__Exercise instructions__
Translate this sentence from the passage about Pachyderme into Spanish: "Her goodbye note, which she intends to deliver in person, is in her purse."
[[ Passage, beginning ]]
Pachyderme, by Frédérik Peeters (Gallimard, 2009)
Let’s see… in the breathless opening to this 90 page graphic novel we get a traffic jam due to a wounded elephant; a blind pigkeeper; a gray hydrocephalic baby—vaguely alien-looking—in the woods; a cavalier and alcoholic skirt-chasing surgeon; and a beanpole of a Swiss secret policeman, complete with trenchcoat, stovepipe hat, and prosthetic proboscis, who like Get Smart’s Agent 13 turns up in the unlikeliest of places. A woman—our heroine Carice—walks though it all—from her car through the woods, as if in a trance, to a hospital to visit her diplomat husband, indisposed from an auto accident. Her goodbye note, which she intends to deliver in person, is in her purse. The hospital is vast, remote, and forbidding, filled with suitable loonies. Among those Carice meets in the lobby are a paraplegic who offers to help hide her if she’s a Jew, and an orderly who insists she’s come for the annual show patients put on. The secret policeman insists she see the Don Juan of a doctor before her husband, because the former has a file that should be in the latter’s hands: a file valuable to the Soviets, detailing activities of the Red Cross. The book's first third ends with Carice waking an apparently dead body in the morgue with her whistling. Chopin? the body asks. Carice nods. We learn of her too-early marriage, her dashed dreams as a concert pianist, and in the course of conversation realize that the aged cadaver she’s talking to is her future self.
[[ Passage, end ]]
[[ Extracted records, beginning ]]
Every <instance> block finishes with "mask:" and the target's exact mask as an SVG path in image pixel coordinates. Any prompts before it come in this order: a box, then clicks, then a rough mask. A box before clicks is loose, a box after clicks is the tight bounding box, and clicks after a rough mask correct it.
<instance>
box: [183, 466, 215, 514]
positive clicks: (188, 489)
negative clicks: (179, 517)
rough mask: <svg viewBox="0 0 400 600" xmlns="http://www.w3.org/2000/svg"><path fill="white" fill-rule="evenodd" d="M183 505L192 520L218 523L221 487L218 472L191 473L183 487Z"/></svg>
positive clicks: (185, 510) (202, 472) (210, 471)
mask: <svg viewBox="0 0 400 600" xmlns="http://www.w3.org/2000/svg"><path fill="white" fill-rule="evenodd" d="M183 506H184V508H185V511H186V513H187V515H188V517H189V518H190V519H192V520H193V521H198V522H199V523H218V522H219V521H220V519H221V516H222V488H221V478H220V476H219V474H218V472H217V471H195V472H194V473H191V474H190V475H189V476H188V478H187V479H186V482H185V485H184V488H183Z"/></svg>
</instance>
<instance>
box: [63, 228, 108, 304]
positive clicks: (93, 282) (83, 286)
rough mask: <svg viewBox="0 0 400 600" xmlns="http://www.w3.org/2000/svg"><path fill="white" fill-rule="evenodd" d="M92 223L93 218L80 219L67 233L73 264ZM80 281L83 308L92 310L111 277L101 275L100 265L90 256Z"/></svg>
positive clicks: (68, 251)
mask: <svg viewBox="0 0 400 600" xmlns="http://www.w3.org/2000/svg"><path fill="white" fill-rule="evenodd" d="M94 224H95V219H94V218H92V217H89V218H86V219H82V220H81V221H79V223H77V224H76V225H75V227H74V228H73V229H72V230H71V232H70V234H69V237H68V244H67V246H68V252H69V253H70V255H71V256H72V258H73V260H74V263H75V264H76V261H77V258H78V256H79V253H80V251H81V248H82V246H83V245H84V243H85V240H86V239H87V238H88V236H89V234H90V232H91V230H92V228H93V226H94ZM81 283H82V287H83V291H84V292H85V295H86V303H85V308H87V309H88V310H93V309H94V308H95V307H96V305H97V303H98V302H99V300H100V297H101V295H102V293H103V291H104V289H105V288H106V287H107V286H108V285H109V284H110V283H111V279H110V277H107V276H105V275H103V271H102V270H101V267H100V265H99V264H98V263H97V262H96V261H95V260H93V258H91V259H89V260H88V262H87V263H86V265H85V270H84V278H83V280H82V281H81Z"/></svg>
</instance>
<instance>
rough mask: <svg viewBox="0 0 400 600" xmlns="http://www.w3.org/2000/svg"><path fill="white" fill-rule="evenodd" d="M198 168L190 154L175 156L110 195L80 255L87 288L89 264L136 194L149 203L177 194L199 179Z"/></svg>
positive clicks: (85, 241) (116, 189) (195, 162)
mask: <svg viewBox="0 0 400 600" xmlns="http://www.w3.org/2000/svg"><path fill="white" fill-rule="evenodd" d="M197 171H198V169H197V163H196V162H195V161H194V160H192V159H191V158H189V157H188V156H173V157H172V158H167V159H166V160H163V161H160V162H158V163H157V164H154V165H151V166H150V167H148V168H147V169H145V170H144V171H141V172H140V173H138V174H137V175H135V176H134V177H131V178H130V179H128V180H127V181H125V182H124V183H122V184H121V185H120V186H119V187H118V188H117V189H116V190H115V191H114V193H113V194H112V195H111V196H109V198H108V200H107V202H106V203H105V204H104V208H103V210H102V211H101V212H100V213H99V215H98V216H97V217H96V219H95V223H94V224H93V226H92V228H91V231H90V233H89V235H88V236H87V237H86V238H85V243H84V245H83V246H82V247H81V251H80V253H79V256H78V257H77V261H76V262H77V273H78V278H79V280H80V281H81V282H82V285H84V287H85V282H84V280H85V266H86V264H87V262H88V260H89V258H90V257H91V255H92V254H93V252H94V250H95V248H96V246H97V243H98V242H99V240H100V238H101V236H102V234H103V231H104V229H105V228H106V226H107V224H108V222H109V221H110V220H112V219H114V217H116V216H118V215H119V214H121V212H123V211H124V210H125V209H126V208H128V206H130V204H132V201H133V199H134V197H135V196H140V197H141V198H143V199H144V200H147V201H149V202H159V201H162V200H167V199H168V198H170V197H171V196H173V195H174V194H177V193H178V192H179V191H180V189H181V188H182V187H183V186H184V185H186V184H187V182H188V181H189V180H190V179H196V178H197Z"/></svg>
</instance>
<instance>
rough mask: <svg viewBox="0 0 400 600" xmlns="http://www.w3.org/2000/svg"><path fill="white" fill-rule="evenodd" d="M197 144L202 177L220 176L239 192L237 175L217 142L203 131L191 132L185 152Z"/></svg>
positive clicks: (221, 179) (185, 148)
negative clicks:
[[ Extracted records, end ]]
__Task answer__
Su nota de despedida, que tiene la intención de entregar en persona, está en su bolso.